Put every item below into a two-column CSV with the headers "instruction" and "coordinates": one row per item, holding its text and its answer, each in a single quoted field with line breaks replaced by spaces. Omit the pictures.

[Pointing dataset items]
=-=-=-=-=

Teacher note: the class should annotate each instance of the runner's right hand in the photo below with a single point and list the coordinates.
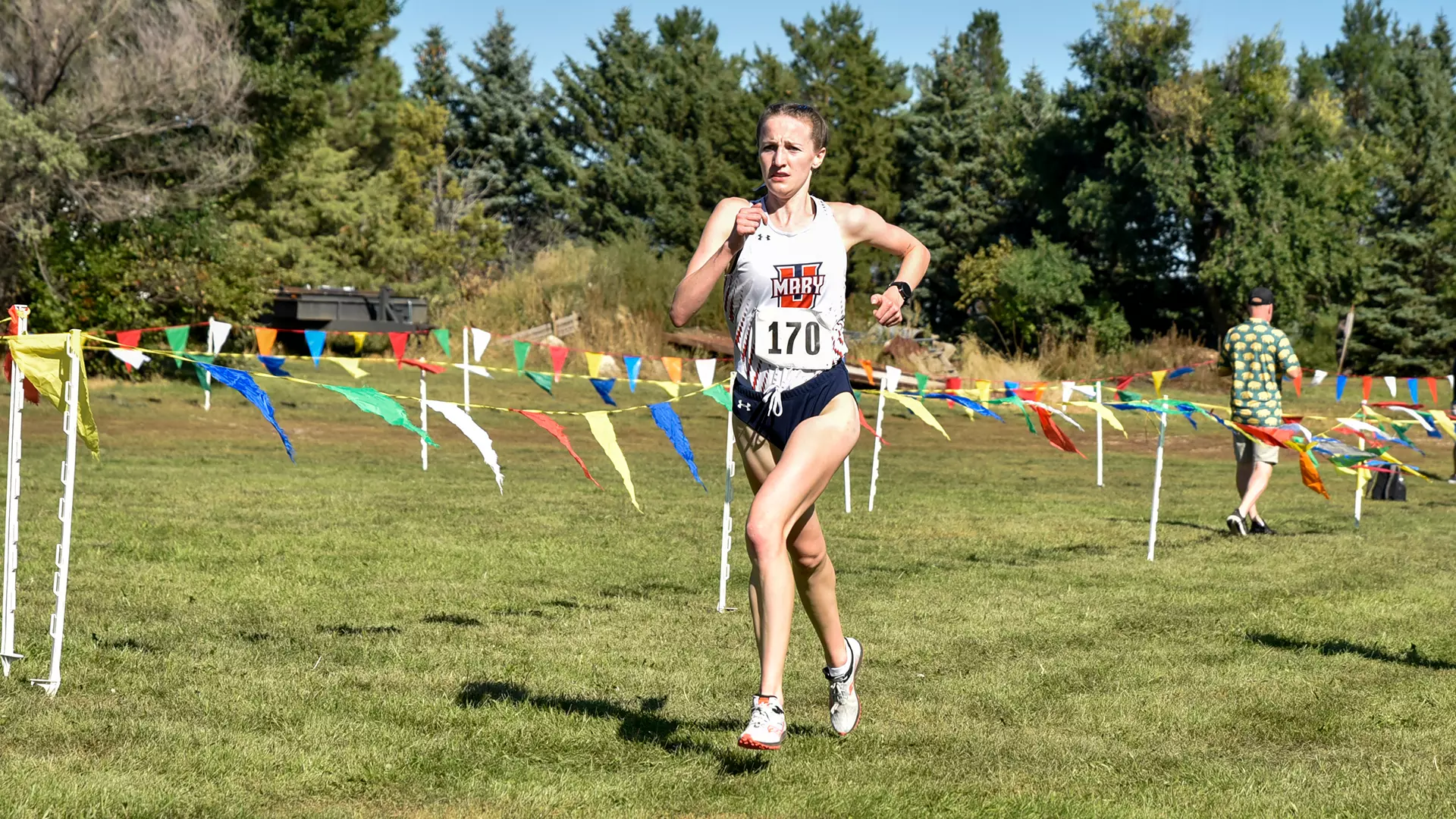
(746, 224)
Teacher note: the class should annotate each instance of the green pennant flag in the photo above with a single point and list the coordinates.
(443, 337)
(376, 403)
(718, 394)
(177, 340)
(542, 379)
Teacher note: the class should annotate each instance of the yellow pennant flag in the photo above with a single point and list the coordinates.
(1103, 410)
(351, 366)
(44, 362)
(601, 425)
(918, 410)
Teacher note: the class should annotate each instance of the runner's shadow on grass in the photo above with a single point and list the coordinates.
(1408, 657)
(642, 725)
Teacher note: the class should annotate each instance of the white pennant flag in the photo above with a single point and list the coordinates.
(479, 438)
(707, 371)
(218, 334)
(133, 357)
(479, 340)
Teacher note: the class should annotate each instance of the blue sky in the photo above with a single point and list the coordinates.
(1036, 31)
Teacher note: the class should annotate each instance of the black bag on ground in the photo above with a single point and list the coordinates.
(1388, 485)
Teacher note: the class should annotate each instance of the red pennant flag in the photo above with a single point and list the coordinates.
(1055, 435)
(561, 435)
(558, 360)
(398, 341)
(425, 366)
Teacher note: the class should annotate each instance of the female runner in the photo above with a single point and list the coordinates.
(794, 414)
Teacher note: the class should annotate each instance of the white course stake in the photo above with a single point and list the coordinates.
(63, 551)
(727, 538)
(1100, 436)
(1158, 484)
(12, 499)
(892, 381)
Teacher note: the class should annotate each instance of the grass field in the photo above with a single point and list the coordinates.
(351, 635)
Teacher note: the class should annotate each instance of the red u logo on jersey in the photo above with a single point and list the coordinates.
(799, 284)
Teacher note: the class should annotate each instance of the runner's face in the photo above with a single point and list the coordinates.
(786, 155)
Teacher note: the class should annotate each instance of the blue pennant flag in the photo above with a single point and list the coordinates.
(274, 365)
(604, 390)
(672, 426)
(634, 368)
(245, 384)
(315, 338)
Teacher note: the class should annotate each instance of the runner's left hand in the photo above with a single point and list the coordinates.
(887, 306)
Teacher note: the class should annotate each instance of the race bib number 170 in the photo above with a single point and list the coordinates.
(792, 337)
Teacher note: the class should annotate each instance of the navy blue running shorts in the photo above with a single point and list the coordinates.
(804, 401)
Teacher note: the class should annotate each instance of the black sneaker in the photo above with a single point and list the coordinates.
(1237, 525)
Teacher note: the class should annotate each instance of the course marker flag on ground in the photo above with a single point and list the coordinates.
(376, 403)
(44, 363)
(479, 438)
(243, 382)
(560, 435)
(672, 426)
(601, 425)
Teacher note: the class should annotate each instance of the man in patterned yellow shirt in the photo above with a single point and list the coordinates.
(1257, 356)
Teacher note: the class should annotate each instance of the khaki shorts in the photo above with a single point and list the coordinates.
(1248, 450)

=-=-=-=-=

▸ **ANSWER TO THE PROBLEM**:
instruction,coordinates
"Teacher note: the class should annotate each instance of the runner's right hand in the photo below with a single point and list the coordinates.","(746, 224)"
"Teacher note: the class should annotate each instance of the green pennant flag in the photo above with a single point and list the coordinates.","(443, 337) (376, 403) (718, 394) (177, 340) (542, 379)"
"Teacher note: the class should annotate each instance of the yellow pennant flag in the photo above with a single point and list the coordinates.","(1103, 410) (351, 366) (44, 362) (601, 425) (918, 410)"
"Teacher note: the class should annotate each instance of the runner's shadow on grass in the photo above with a single point and list the coordinates.","(1408, 657) (642, 725)"
"Teacher note: the class should annotate each instance of the white pennant flag in the photo above with a single point and list the coordinates.","(479, 438) (707, 371) (218, 334) (133, 357) (479, 340)"
"Teacher note: the class should annotate each instance of the blue sky in the photo above with a single point and list the coordinates.","(1036, 31)"
"Teacher note: the class should annotate each instance of the black bag on ground in the photo above with a single point and list the coordinates.","(1388, 485)"
"Teacher note: the class should annotate each instance of the red pennant flag in the photo above with a single point and list the coordinates.","(1055, 435) (561, 435) (558, 360) (398, 341) (425, 366)"
"Teacher note: the class should annotate each instance of the female runner in the photo above with a single point and list the coordinates.","(794, 414)"
"Teacher note: the class should annotate each instance of the white course stake in the photo above with a single point and list the coordinates.","(63, 551) (727, 538) (1100, 436) (1158, 484) (12, 499) (892, 381)"
"Teacher note: the class should annotate each instance of the grass field in the photo above with a single point and list the coordinates.","(351, 635)"
"Teacher note: the class should annotate each instance of the red u logo on jersey in the photo above with a single point and list the coordinates.","(799, 284)"
"Teacher note: the class should annotate each instance of the runner's face in the photo above with a single point and list the coordinates.","(786, 155)"
"Teacher note: the class should annotate each instance of the blue pennant flag in the photo above with a single point and list the coordinates.","(274, 365) (604, 390) (672, 426) (634, 368) (245, 384) (315, 338)"
"Teacher note: the class should annotate each instance of the runner's left hand in the photo above with a single point and list the coordinates.","(887, 306)"
"Teacher note: the class should annotate each instance of the race bib number 170 in the photo above with a single point and list the coordinates.","(792, 337)"
"Teacher note: the class should annotate each instance of the navy blue running shorts in the photo above with a single point and list the coordinates.","(804, 401)"
"Teacher note: the class should annotate each instance of the black sneaker in the photo above with a single point and list the coordinates.","(1237, 525)"
"Teacher note: the class should annotate each instance of the course marker flag on ground in the photo above with a single point and list the coordinates.","(376, 403) (44, 363) (479, 438) (243, 382) (560, 435) (672, 426) (601, 425)"
"Teacher note: the class should annotate each instance of the man in patterned yellow shirt in the photo above with a single point and list the coordinates.","(1257, 356)"
"Teacher note: the class should annotate each instance of the khaki shorts in the photo above with a single point and list the coordinates.","(1248, 450)"